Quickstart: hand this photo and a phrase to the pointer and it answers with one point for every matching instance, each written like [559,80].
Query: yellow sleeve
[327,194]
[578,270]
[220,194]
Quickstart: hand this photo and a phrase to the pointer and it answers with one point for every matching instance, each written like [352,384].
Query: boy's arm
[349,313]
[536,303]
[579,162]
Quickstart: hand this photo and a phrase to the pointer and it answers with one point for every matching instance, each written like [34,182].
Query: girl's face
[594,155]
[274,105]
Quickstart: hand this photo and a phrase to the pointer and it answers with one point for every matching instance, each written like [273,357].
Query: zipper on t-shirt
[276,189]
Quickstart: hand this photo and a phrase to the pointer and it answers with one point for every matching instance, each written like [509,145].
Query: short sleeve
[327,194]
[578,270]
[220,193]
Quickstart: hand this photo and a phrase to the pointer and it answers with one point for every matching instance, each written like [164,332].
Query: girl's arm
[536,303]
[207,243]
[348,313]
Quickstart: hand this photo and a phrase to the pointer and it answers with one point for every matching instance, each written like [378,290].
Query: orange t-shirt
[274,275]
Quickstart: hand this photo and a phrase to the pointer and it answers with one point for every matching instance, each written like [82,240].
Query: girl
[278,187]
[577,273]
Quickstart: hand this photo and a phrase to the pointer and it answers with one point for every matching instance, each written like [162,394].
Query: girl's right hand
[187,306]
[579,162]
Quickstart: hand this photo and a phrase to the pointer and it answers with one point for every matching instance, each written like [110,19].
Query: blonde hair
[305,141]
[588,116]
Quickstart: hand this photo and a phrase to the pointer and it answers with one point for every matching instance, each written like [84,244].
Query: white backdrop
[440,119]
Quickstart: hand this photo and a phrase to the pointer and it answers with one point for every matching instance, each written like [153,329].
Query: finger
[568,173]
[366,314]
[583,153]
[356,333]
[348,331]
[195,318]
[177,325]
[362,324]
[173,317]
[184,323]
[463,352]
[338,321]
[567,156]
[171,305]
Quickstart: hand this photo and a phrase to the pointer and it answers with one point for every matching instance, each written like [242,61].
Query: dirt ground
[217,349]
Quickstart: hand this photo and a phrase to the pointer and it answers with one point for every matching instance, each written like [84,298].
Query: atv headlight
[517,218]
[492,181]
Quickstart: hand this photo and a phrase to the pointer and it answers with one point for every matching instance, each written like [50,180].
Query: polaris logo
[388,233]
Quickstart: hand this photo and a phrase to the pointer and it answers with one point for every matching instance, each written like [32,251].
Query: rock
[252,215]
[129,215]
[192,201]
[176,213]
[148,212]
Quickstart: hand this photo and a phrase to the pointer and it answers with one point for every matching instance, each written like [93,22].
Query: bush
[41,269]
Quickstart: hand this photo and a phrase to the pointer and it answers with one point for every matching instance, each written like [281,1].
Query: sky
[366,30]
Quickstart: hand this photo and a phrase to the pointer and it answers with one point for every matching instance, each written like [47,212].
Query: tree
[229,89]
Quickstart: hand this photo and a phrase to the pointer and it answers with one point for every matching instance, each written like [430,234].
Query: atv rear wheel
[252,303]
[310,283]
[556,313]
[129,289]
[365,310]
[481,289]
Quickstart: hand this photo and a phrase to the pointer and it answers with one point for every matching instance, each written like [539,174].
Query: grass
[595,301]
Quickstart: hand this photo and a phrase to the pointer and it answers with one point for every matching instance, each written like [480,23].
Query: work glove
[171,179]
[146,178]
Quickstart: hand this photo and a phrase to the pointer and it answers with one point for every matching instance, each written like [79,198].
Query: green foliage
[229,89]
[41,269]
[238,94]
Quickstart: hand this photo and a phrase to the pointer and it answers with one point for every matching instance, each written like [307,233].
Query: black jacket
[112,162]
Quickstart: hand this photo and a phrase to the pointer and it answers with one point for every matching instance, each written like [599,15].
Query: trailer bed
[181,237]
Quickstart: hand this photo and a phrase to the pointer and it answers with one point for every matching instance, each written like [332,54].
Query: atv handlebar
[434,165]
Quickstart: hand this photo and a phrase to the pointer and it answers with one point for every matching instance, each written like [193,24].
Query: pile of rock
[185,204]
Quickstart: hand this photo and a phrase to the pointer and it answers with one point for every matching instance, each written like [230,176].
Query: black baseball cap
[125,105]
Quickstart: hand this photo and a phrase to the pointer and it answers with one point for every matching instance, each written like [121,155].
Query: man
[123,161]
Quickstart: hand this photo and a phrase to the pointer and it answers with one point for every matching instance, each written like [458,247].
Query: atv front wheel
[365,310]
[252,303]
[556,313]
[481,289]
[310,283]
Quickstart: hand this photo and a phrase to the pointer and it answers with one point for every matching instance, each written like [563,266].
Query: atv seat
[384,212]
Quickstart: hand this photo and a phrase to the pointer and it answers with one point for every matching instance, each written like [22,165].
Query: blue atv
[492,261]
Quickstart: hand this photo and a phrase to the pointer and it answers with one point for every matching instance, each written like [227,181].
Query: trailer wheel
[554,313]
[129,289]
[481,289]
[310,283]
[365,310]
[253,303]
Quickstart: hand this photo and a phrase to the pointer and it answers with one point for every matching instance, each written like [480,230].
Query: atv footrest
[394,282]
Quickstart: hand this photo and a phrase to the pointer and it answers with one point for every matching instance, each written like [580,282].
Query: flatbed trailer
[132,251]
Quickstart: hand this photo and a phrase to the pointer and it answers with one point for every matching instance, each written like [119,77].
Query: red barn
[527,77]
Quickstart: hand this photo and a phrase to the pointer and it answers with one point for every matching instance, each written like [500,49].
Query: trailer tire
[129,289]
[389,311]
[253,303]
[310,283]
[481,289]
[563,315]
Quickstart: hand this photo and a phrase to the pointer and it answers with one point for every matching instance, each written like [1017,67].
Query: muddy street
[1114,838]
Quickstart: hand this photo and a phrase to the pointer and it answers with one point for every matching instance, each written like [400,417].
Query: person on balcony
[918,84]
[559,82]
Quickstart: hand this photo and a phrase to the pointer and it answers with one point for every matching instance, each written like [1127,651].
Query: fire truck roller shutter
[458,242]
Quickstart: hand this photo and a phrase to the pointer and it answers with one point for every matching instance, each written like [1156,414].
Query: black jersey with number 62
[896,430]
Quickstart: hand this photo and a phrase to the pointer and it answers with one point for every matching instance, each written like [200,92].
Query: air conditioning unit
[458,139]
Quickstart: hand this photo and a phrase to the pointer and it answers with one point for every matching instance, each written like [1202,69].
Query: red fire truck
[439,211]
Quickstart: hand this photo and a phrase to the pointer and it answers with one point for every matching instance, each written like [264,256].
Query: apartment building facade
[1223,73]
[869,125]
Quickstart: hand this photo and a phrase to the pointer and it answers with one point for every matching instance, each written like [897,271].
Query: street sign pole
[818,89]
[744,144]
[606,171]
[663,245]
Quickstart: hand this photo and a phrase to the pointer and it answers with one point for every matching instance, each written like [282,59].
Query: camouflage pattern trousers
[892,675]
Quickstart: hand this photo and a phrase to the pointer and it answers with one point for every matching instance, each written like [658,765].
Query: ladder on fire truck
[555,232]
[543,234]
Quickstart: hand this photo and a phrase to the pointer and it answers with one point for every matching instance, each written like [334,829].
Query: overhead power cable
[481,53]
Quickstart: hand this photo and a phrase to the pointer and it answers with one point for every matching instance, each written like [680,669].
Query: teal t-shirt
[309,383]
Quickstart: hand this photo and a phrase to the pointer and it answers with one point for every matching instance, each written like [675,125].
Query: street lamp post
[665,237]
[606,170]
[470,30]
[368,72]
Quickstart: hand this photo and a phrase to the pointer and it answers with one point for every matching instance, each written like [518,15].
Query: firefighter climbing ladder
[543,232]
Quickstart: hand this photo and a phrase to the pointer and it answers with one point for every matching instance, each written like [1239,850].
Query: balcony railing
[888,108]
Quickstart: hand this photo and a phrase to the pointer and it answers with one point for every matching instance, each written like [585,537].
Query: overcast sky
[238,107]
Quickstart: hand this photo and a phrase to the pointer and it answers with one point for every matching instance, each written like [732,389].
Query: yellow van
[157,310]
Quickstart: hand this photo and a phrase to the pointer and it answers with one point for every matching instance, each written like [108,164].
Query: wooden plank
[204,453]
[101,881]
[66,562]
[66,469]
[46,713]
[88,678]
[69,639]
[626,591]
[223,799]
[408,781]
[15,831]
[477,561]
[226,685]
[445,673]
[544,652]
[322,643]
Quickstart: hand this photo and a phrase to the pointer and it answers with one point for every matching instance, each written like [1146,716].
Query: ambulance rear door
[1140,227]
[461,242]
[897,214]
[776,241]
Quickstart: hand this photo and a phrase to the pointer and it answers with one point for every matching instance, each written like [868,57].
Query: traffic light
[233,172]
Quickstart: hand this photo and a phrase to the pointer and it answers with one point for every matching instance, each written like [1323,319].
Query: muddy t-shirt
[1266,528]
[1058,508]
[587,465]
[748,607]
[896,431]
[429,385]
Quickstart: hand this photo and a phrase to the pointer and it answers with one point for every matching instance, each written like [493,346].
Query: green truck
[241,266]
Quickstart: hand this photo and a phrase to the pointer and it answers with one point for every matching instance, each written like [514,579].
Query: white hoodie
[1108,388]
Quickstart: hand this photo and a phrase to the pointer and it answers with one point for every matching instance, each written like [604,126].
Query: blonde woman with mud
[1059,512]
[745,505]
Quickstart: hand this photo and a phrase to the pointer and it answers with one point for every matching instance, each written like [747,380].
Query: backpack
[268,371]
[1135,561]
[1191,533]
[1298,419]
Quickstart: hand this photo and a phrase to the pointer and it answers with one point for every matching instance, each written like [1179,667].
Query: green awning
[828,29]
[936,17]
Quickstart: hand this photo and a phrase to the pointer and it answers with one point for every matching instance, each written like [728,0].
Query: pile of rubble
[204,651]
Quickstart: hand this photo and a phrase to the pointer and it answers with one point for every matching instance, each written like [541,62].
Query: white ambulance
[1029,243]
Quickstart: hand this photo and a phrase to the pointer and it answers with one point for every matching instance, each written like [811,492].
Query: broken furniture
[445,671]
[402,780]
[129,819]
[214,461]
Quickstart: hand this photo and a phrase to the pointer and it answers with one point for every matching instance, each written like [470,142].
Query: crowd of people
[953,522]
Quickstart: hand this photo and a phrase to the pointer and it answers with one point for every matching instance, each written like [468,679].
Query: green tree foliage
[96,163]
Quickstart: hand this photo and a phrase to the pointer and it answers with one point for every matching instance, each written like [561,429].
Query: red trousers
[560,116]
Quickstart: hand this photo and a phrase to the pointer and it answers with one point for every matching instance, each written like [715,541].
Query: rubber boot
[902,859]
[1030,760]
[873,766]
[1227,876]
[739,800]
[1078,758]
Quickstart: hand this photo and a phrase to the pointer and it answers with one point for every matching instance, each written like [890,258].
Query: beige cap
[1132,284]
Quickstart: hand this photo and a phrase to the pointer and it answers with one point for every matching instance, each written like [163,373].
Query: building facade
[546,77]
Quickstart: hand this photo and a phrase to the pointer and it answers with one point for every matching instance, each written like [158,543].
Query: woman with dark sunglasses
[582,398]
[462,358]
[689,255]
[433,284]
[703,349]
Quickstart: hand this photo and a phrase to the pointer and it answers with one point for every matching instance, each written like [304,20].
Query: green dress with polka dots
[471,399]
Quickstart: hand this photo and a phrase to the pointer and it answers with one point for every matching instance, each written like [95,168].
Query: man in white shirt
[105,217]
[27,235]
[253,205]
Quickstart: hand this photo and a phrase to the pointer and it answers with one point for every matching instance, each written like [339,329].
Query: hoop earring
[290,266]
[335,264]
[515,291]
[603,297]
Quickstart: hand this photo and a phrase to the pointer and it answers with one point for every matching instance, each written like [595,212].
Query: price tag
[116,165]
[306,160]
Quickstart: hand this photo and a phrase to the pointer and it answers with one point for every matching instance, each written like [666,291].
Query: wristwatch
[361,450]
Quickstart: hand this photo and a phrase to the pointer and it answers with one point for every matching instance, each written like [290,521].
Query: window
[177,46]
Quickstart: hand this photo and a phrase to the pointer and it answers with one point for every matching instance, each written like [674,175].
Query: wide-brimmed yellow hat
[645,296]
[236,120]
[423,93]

Exercise description: Retype, exactly and in full, the lines above from the one containing "written like [200,92]." through the one containing "written like [680,669].".

Written answer:
Quickstart: hand this photo and a phrase to the pointer and it answers with one point for every matching instance, each written like [200,92].
Query: air conditioning unit
[458,139]
Quickstart: hand this photo and a phrase to the pointer and it answers with one point for every matching instance, each written like [1202,69].
Query: red fire truck
[439,211]
Quickstart: hand this photo and a phrase to the pointer and it answers with one point for every matching instance, each written like [264,256].
Query: apartment building facade
[1223,73]
[869,125]
Quickstart: hand this photo and a phrase to the pointer and it answers with one point for every matching instance, each written like [897,271].
Query: street sign pole
[818,89]
[744,144]
[606,171]
[663,245]
Quickstart: hand this photo and a phrase to the pointer and it answers with one point for every matching instance, each written like [282,59].
Query: camouflage pattern trousers
[892,675]
Quickstart: hand this photo and a phrase to the pointer and it answers with one point for every matching instance, each written like [658,765].
Query: ladder on fire truck
[555,232]
[543,234]
Quickstart: hand this photo and a phrase to the pointer and it answers with one point for every matching instance, each written like [334,829].
Query: overhead power cable
[481,53]
Quickstart: hand this photo and a phrase to the pointer and it answers with one point for every matching instance, each written like [680,669].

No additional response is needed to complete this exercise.